## [Given information]

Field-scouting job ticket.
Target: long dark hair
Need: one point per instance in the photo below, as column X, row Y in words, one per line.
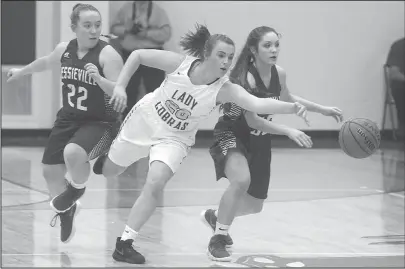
column 201, row 42
column 77, row 9
column 239, row 71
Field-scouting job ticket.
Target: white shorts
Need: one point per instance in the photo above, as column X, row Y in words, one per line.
column 137, row 140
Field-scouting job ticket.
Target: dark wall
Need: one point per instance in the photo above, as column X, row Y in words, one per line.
column 18, row 32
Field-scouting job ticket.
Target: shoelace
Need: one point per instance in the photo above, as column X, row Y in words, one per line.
column 220, row 241
column 53, row 220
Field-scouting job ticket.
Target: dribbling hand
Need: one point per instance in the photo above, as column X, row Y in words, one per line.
column 119, row 99
column 13, row 74
column 93, row 72
column 301, row 111
column 334, row 112
column 299, row 137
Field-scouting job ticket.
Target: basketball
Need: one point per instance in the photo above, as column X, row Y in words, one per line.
column 359, row 138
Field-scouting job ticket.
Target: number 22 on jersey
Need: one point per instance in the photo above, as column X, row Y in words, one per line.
column 79, row 100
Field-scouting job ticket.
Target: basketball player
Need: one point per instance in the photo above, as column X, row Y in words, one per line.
column 163, row 124
column 86, row 124
column 242, row 148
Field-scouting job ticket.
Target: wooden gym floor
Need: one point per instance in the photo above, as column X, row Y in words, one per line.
column 324, row 209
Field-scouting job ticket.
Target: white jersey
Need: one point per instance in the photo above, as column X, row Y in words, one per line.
column 175, row 109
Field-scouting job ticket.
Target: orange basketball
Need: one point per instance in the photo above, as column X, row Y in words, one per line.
column 359, row 138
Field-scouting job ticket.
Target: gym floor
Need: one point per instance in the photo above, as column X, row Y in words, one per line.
column 324, row 209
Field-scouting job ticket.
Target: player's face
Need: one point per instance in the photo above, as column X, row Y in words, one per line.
column 268, row 48
column 88, row 28
column 221, row 58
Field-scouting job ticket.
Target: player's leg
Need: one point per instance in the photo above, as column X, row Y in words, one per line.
column 165, row 158
column 237, row 171
column 125, row 149
column 398, row 93
column 54, row 171
column 80, row 149
column 132, row 90
column 252, row 201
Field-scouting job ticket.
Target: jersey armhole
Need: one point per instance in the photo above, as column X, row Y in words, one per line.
column 185, row 61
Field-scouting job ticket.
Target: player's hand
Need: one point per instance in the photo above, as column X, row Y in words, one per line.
column 93, row 72
column 334, row 112
column 301, row 111
column 13, row 74
column 119, row 99
column 300, row 138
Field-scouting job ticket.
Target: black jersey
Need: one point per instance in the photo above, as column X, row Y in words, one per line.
column 233, row 123
column 83, row 99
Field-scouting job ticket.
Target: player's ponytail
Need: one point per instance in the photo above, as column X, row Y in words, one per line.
column 201, row 42
column 246, row 57
column 194, row 43
column 77, row 9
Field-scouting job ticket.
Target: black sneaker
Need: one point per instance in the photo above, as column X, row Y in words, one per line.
column 217, row 249
column 67, row 228
column 124, row 252
column 98, row 165
column 208, row 218
column 64, row 201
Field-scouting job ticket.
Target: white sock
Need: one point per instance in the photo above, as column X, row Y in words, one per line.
column 129, row 233
column 221, row 228
column 77, row 186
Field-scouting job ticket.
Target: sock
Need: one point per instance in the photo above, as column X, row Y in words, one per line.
column 129, row 233
column 77, row 186
column 221, row 228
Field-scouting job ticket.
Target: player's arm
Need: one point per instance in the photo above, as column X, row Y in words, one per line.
column 234, row 93
column 112, row 64
column 256, row 122
column 40, row 64
column 261, row 124
column 394, row 60
column 167, row 61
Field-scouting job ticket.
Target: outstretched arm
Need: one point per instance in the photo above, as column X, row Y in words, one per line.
column 167, row 61
column 234, row 93
column 311, row 106
column 40, row 64
column 266, row 126
column 112, row 64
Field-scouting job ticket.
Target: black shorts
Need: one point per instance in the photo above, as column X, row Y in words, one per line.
column 258, row 160
column 94, row 137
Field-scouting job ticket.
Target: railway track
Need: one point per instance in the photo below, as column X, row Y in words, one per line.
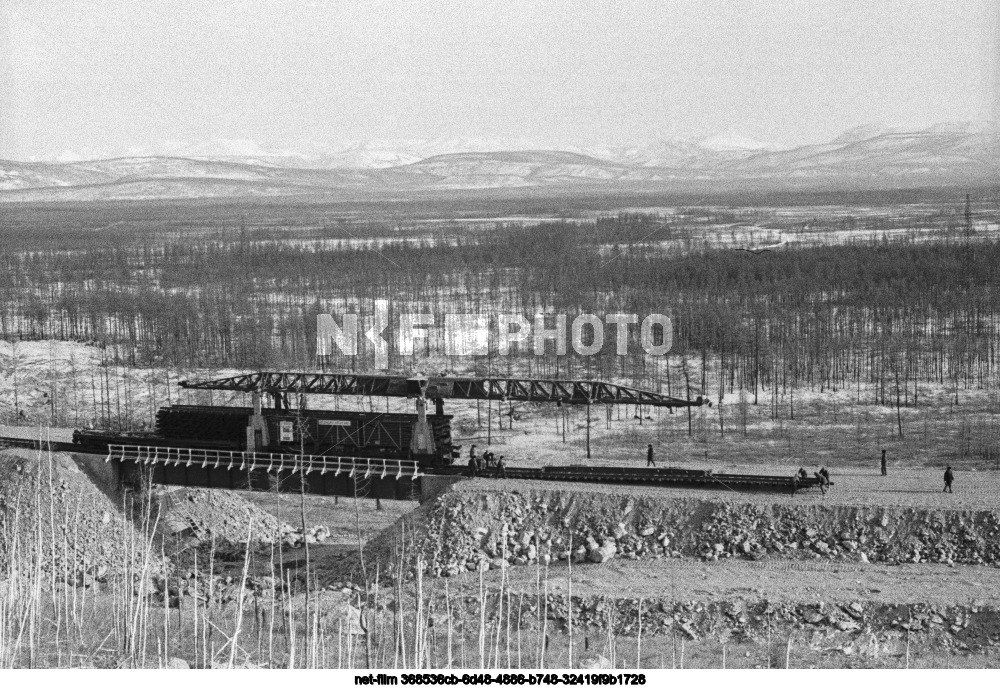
column 219, row 457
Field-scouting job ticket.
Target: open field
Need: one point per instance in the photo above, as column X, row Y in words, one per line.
column 872, row 326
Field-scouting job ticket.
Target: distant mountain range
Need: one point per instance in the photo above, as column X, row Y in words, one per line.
column 860, row 158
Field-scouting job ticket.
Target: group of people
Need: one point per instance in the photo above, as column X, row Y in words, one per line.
column 823, row 475
column 480, row 465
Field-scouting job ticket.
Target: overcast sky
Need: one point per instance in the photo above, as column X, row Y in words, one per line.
column 114, row 75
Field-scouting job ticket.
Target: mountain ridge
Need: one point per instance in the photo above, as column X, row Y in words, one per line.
column 888, row 157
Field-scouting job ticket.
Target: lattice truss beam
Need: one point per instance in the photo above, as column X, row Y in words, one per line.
column 508, row 389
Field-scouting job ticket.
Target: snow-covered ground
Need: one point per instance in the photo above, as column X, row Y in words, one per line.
column 65, row 384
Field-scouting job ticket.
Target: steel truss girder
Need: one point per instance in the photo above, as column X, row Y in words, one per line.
column 508, row 389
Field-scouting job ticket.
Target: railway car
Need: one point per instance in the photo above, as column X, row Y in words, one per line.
column 311, row 432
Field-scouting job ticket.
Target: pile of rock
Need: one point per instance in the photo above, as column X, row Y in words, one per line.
column 468, row 531
column 297, row 537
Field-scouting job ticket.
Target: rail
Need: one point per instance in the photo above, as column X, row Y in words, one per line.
column 268, row 461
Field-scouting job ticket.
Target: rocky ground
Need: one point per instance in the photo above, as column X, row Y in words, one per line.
column 833, row 571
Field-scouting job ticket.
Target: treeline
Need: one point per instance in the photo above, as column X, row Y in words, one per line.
column 893, row 313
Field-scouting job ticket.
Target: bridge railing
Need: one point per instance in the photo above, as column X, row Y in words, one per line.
column 354, row 467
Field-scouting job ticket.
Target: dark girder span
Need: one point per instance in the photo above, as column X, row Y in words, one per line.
column 509, row 389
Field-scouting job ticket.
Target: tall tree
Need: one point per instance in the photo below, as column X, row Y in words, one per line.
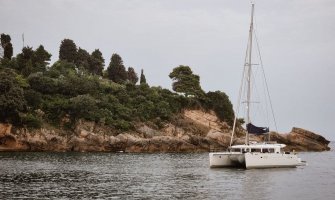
column 11, row 96
column 97, row 62
column 116, row 70
column 143, row 80
column 68, row 50
column 83, row 59
column 222, row 106
column 185, row 81
column 132, row 75
column 30, row 61
column 41, row 58
column 7, row 46
column 25, row 61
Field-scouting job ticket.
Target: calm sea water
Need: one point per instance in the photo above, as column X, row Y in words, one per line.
column 158, row 176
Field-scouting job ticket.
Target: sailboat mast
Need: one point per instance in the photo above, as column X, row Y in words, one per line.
column 249, row 71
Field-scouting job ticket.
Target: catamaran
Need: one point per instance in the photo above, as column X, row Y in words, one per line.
column 252, row 154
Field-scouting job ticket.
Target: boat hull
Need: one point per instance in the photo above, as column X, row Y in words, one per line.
column 226, row 159
column 253, row 160
column 271, row 160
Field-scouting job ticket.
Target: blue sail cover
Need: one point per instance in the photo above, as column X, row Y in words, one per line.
column 252, row 129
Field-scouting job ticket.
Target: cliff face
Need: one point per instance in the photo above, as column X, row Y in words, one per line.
column 195, row 131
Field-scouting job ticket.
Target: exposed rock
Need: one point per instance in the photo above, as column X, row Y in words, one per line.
column 196, row 131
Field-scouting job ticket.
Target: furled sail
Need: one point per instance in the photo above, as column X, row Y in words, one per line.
column 252, row 129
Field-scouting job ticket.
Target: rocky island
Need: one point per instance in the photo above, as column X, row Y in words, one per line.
column 197, row 131
column 76, row 104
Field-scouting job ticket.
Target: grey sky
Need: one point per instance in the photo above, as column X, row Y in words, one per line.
column 296, row 38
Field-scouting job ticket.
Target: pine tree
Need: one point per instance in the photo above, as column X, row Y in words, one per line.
column 97, row 62
column 116, row 70
column 83, row 59
column 132, row 75
column 68, row 51
column 185, row 81
column 7, row 46
column 143, row 80
column 41, row 58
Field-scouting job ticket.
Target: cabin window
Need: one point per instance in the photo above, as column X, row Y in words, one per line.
column 255, row 150
column 268, row 151
column 236, row 150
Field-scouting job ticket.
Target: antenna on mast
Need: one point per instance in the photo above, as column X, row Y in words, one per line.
column 22, row 40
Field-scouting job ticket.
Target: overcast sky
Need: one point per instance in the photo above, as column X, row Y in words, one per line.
column 296, row 39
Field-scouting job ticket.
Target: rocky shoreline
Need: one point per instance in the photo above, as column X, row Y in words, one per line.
column 195, row 131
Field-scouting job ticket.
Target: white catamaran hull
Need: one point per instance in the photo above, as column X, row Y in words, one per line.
column 271, row 160
column 226, row 159
column 253, row 160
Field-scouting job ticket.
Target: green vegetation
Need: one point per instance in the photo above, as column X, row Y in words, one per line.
column 75, row 87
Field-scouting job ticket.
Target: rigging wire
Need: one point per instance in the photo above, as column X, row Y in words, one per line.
column 266, row 84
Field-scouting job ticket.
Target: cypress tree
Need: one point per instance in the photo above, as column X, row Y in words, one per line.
column 132, row 75
column 7, row 46
column 68, row 51
column 143, row 80
column 116, row 70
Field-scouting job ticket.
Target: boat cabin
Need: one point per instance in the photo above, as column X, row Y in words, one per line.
column 258, row 148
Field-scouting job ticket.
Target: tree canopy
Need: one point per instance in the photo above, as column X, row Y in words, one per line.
column 7, row 46
column 68, row 50
column 116, row 70
column 185, row 81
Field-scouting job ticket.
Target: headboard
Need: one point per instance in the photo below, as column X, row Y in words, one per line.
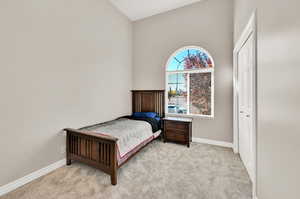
column 149, row 101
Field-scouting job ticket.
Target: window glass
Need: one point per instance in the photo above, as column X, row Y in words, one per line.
column 200, row 93
column 190, row 59
column 189, row 82
column 177, row 93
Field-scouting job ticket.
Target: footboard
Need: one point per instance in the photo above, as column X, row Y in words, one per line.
column 96, row 150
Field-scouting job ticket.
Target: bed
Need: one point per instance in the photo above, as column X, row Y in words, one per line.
column 108, row 146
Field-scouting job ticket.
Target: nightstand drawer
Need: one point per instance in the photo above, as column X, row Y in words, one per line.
column 175, row 137
column 178, row 130
column 177, row 125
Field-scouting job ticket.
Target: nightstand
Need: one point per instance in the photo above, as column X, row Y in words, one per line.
column 178, row 130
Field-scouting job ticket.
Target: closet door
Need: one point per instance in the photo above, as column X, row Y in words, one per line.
column 246, row 101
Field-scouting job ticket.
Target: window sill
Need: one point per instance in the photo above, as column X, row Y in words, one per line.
column 190, row 116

## [Given instruction]
Copy out the data from the start through the line containing "column 137, row 140", including both ends, and leave the pictures out of your answer.

## [Expected answer]
Field-scouting job ticket.
Target: long dark hair
Need: one point per instance in the photo below, as column X, row Y in words, one per line.
column 201, row 42
column 77, row 9
column 239, row 71
Field-scouting job ticket.
Target: white shorts
Need: one point per instance in the photo above, as column X, row Y in words, one per line.
column 137, row 140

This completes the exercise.